## Set problem:
Your task is to output the entries below word for word.

## Data shown:

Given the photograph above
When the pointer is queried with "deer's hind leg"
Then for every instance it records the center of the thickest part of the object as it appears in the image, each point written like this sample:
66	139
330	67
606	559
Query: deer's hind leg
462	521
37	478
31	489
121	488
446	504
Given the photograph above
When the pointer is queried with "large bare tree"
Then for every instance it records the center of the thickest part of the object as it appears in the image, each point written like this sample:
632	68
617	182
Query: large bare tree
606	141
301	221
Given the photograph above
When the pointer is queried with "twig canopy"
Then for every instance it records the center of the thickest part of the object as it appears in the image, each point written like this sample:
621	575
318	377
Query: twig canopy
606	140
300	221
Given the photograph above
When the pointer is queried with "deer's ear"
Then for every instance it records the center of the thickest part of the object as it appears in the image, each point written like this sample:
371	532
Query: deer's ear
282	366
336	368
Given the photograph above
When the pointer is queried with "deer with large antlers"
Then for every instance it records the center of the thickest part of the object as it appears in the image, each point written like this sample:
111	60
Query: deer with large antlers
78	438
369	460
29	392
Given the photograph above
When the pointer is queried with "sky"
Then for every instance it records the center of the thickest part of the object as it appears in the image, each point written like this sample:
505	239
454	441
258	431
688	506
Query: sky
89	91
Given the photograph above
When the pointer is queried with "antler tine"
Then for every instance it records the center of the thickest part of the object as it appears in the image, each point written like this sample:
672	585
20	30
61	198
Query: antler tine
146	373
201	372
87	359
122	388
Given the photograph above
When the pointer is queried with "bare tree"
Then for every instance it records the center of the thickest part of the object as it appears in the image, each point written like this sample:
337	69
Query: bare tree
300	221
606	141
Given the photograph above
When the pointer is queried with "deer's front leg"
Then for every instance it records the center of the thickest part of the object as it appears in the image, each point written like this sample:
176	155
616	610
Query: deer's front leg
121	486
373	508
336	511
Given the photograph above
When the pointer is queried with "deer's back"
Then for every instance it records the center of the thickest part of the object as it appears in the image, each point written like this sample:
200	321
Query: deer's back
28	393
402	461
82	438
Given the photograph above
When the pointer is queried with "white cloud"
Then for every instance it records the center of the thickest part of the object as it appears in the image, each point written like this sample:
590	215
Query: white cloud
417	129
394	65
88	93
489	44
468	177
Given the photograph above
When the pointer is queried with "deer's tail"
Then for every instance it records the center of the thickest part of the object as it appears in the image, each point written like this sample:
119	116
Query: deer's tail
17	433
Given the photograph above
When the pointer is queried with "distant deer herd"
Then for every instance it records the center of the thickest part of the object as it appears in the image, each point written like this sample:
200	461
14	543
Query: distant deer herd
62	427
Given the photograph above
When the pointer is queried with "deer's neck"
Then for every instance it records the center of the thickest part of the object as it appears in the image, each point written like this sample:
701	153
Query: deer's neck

## Expected answer:
Given the photograph above
When the pointer is queried with "deer's hind leg"
Then for every instance it records the center of the thickest part of the object as it appears in the image, each point written like this sample:
66	139
330	67
606	559
Query: deer's hind leg
462	521
37	478
31	489
121	488
446	504
Given the photograph above
When the pointer is queried with "large bare tree"
Then for every instance it records the center of the thickest part of the object as it appears in the image, each point written like this sample:
632	68
617	182
Query: large bare tree
606	141
301	221
Given the photograph above
When the pointer is queried with "twig canopy"
Then for every instance it records the center of the thickest part of the object as it appears in the image, each point written like this sample:
621	575
318	377
Query: twig canopy
606	140
300	221
Given the photograph above
When the pointer is queried with "deer's ear"
Then for every instance it records the center of the thickest part of the object as it appears in the image, each point written like this sample:
371	532
Query: deer's ear
282	366
336	368
Given the photograph above
When the pointer is queried with "deer with large antlers"
Then for every instance it records the center of the thickest part of the object as it appears in the image, each point written like this sample:
111	60
Query: deer with large antlers
78	438
369	460
29	392
Given the photograph above
When the pointer is queried with "sky"
Then for every instance it records the center of the thickest part of the object as it appears in the image, each point written like this sample:
505	239
454	441
258	431
688	506
Query: sky
89	91
Given the photograph above
When the pointer is queried with "antler tine"
Then for every instance it records the center of the thickest part of the object as it appears in the image, each point written like this sample:
672	585
20	30
61	198
Query: antler tine
146	373
201	372
87	359
122	388
Given the photograph above
When the pointer is queried with "bare tree"
Then for every instance it records the center of the thickest part of the object as it appears in the image, each point written like this sample:
337	69
Query: bare tree
300	221
606	141
Given the photograph above
When the pointer is queried with "deer's front leg"
Then for every instance it records the center of the thickest part of the object as it appears in the image, each point written like this sample:
176	155
616	610
Query: deer's front leg
121	486
373	508
336	511
Given the photograph above
When the pointer is queried with "deer's back"
Then for every instance it records the center of the thickest part of the object as it appears in the image, each point written like this sample:
200	321
Query: deer's back
28	393
402	461
82	438
Given the photograph above
When the pointer is queried with "white cloud"
Then for every instance it records the center of the thickest part of the object as it appears in the image, each point written like this sample:
590	215
Query: white cloud
417	129
394	65
88	93
489	44
468	177
Given the photograph above
When the pointer is queried with "deer's tail"
Then for every instance it records the center of the thickest part of the object as it appears in the image, each point written like this sample:
119	116
Query: deer's tail
17	433
Given the photograph above
When the pointer is queried with "distant deer herd"
Then for every instance it records the center of the thickest part of the object as it appears in the image, each point written like this sample:
200	461
14	543
Query: distant deer herd
62	427
Given the photograph above
When the pointer is queried with "deer's neck"
Then for every instance it records the center of the thickest part of the object as it appears in the image, each point written like this sample:
701	153
Query: deer's neck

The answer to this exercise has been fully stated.